== Given text ==

Consider the example shown below of a C function (left) that checks whether a character ch
is in lowercase or not. The equivalent version in MIPS is shown on the right. In accordance with the MIPS calling convention, function islower
assumes that the ch
argument is passed in register $a0
. The result of the function is returned in register $v0
.
int islower(char ch) {
if (ch>='a' && ch<='z')
return 1;
else
return 0;
}
islower:
blt $a0, 'a', sinon # branch if $a0 < 'a'
bgt $a0, 'z', sinon # branch if $a0 > 'z'
li $v0, 1 # $v0 = 1
jr $ra # return to caller
sinon:
li $v0, 0 # $v0 = 0
jr $ra # return to caller
To call islower
in MIPS, the caller must first copy the ch
character into the $a0
register, then execute the “function call” with the jal
instruction:
move $a0, ... # copy of character ch into register $a0
jal islower # calling the islower function
. . . # next instruction (returns here after executing islower)
In fact, the MIPS ISA provides a second instruction for calling functions: the jalr
instruction (i.e jump-and-link-register). Indeed, unlike the jal
instruction where the jump address is coded in the instruction itself via a label, the jalr
instruction allows one to call functions whose addresses are stored in registers.
The Stack Segment
When loaded into memory by the operating system, each program has three segments: There is the code segment which contains the machine code instructions, the data segment which includes the program data and constants, and the stack segment which provides a space that can be used by functions. The programmer has no control over the location of these segments in memory.
The stack segment can be used by functions to
- transmit numerous parameters,
- allocate local variables, and
- preserve the content of registers between function calls. Without this segment, it would be “mission impossible” to write nested and/or recursive functions.
In MIPS, when a program is loaded into memory, the operating system initialises the stack-pointer register $sp
(i.e. register $29
) with the address of the stack segement. In fact, the address in $sp
points to the top of the stack. For example, in the MARS simultor, the (initial) value of the stack-pointer $sp
is set to 0x7fffeffc
.
A function can reserve space on the stack to save registers and/or to allocate local variables. This space is called a stackframe To allocate a stackframe of n
bytes, the stack pointer is decremented by n
:
addiu $sp, $sp, -n # allocate n bytes on the stack (note: n is a constant)
To free a stackframe of n bytes, one increments the stack pointer by n
:
addiu $sp, $sp, n # free n bytes from the stack (note: n is a constant)
The figure below illustrates the state of the stack segment before the call, during execution, and after returning from a function call. Initially, the stack register $sp
points to the top of the caller function’s stackframe. Once the call is made, register $sp
is decremented to make space on the top of the stack segment to store the stackframe of the callee function. Finally, when the callee function returns, register $sp
is incremented so that it points again to the stackframe of the caller function, thus freeing the memory allocated on the stack. Note that, the stack segment increases (resp. decreaases) toward lower (resp. higher) memory addresses.

===
== Collected material ==

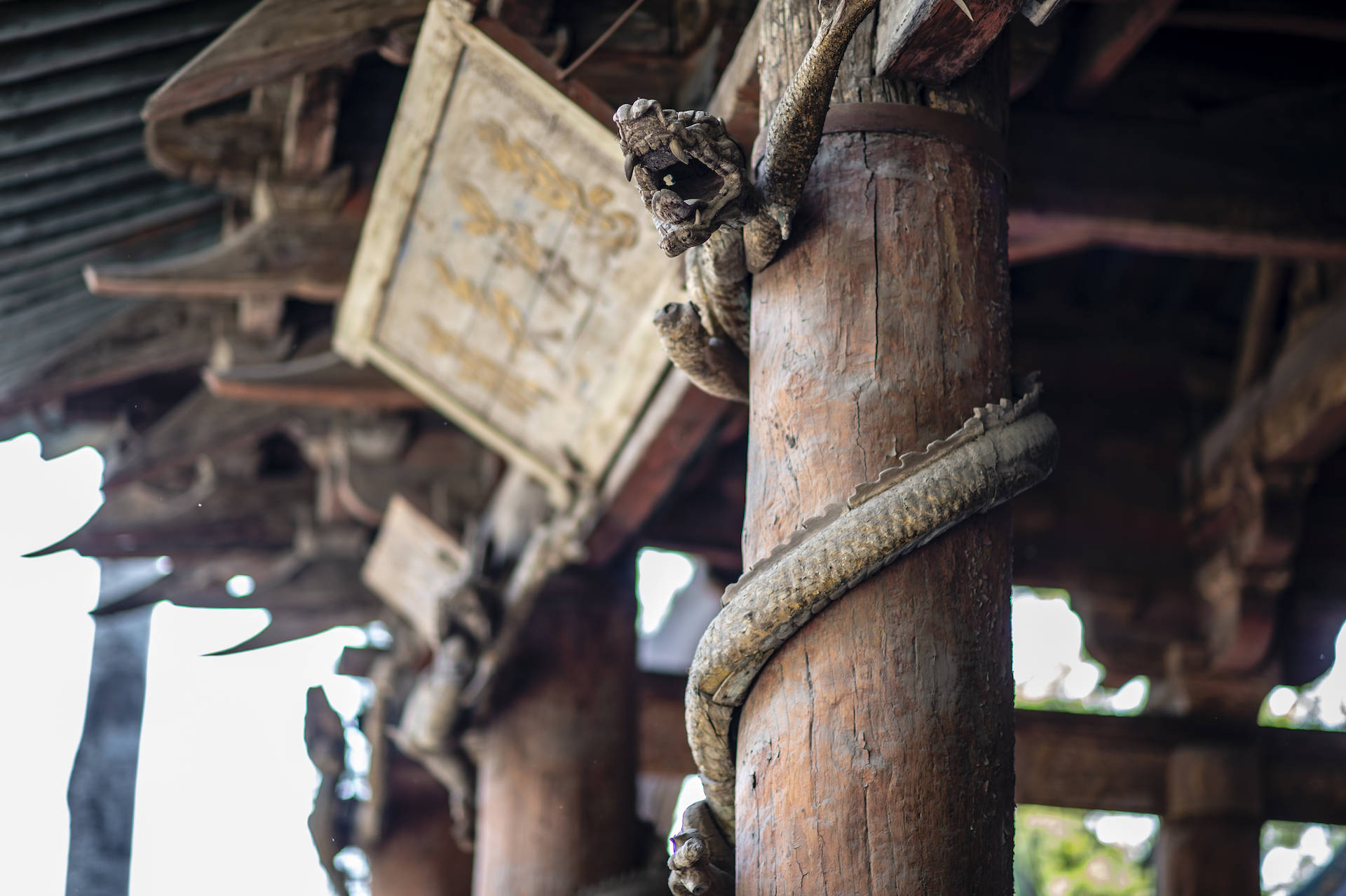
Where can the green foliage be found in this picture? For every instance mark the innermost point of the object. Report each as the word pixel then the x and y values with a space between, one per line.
pixel 1057 856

===

Answer these questions from the MIPS text:
1. In which register does islower return its result?
2. What initial value does the MARS simulator set for the stack pointer $sp?
3. What is done to the stack pointer to allocate a stackframe of n bytes?

1. $v0
2. 0x7fffeffc
3. It is decremented by n.